Below are some records; reproduce every one of them exactly.

Data entries:
______

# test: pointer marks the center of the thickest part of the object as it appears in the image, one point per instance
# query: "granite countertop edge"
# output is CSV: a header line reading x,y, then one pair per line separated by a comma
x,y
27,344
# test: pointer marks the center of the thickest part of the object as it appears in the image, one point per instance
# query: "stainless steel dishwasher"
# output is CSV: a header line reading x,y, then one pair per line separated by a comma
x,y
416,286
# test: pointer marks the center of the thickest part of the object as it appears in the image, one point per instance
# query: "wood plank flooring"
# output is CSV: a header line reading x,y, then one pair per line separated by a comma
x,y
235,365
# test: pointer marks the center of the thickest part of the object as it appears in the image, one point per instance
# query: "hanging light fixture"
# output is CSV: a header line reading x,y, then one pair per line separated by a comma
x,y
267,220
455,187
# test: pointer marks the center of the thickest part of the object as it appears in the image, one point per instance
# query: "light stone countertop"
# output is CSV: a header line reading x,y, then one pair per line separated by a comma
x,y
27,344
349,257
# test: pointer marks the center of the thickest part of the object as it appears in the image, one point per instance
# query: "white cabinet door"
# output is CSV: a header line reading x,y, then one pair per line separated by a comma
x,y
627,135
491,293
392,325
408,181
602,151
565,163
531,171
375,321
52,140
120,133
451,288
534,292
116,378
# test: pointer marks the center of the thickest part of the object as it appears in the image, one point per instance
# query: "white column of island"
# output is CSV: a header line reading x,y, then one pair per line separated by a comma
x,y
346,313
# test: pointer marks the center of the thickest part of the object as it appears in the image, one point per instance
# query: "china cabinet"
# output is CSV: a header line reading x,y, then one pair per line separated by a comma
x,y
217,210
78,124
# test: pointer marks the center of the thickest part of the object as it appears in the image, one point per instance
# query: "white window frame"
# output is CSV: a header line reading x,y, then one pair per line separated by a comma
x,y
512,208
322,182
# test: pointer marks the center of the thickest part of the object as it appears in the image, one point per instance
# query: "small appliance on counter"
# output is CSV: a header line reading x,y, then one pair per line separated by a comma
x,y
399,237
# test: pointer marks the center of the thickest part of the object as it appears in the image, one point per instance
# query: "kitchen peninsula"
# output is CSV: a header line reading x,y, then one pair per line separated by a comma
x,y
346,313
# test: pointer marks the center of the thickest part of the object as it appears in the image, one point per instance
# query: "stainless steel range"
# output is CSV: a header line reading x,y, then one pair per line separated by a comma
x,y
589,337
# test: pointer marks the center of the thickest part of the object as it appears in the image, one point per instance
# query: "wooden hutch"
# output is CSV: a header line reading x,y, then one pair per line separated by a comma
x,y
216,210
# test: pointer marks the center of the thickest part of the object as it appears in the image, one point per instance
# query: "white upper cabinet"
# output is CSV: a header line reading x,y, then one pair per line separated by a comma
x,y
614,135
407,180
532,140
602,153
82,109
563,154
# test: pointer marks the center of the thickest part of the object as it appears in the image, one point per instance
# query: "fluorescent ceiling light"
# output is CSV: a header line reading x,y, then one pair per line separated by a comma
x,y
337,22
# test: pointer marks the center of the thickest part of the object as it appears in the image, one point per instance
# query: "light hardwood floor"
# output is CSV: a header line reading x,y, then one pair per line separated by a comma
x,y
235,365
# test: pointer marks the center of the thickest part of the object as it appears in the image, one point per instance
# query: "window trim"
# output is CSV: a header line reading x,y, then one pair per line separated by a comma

______

Exercise output:
# test: pointer marks the center of the thickest part of the object as it appears in the image, one point per instance
# query: "granite countertop edge"
# output is CSV: a header line reading x,y, then one pair per line separated by a comma
x,y
27,344
# test: pointer marks the center of the thickest part of the object as it appears in the image, one point per instance
# query: "stainless steel dishwasher"
# output is CSV: a header line reading x,y, then one pair per line separated by a comma
x,y
416,286
# test: pointer marks the center of the thickest part of the object as it appears in the image, one point per instance
# query: "wood plank flooring"
# output is CSV: a header line reading x,y, then one pair per line separated by a comma
x,y
235,365
# test: pointer marks the center of the thickest part of the object as it appears in the image, one point per instance
# query: "hanging light fixture"
# output is CSV: a header line reading x,y, then one pair per line separated by a comma
x,y
267,220
455,187
# test: pointer marks the center of the thickest part of the object as it appears in the image, one point per instance
# query: "light stone countertop"
# output is CSV: a header line reading x,y, then one pair per line separated by a comma
x,y
27,344
349,257
# test: pointer marks the center of the thickest part of the object as it appears in the image, one point per instance
# query: "white cabinet door"
# output is CSV: a header line reading x,y, then one pair per line separated by a comma
x,y
627,135
491,293
392,325
408,181
602,151
565,163
531,171
375,321
52,140
120,133
451,288
534,292
116,378
# test: pointer marks the center of the thickest part of the object as it appears in the image, one point per instance
# query: "white column of island"
# output is CSV: a header line reading x,y, then one pair per line separated by a comma
x,y
346,313
# test: pointer marks the center of the thickest part of the object as it appears in the image, one point per instance
# query: "china cabinet"
# output is CSV: a header line reading x,y, then one pair per line separated by a comma
x,y
217,210
78,124
# test: pointer marks the center of the thickest part of the object as it appears in the image, one point per instance
# query: "white window frame"
# output is CSV: a header line reading x,y, then one pair per line separated by a comma
x,y
512,208
322,182
# test: pointer marks the center of the thickest part of the object as it appears in the image, one point per instance
# query: "small appliance on counter"
# output is CSV: a header line reading x,y, then one pair per line separated by a comma
x,y
399,237
# test: pointer marks the center of the thickest part of the object as it appears in the image, one point per instance
# query: "kitchen peninsula"
# output is CSV: a header line reading x,y, then one pair per line separated by a comma
x,y
346,313
# test: pointer marks the center of the thickest part of the object as it appears in the image, one point per instance
# query: "stainless steel range"
# output is CSV: a header line reading x,y, then one pair per line separated by a comma
x,y
589,337
# test: pointer marks the center of the thickest part of the object as it appears in the image, one point per instance
# query: "wooden hutch"
# output is CSV: a header line reading x,y, then one pair per line separated by a comma
x,y
216,210
# test: pointer marks the center of the thickest part of the object as it appears in the image, one point per instance
# query: "white upper cabinet"
# output is CSV: a header line reading x,y, then one pair per line separated by a comma
x,y
614,135
407,180
532,140
602,153
82,109
563,154
# test: pointer marks the center of the thickest part of the object as it appears in the image, one point per instance
# query: "fluorescent ceiling light"
# output is CSV: a header line reading x,y, then one pair per line separated by a comma
x,y
337,22
# test: pointer marks the center of the thickest part of the object as it appears in the image, one point per instance
# query: "light hardwood floor"
# output is CSV: a header line reading x,y, then one pair per line separated by a comma
x,y
235,365
# test: pointer marks the center of the thickest part of the object as it appears in the image, one point per instance
# query: "window trim"
# output is CSV: a header line reading x,y, then one pair per line separated by a comma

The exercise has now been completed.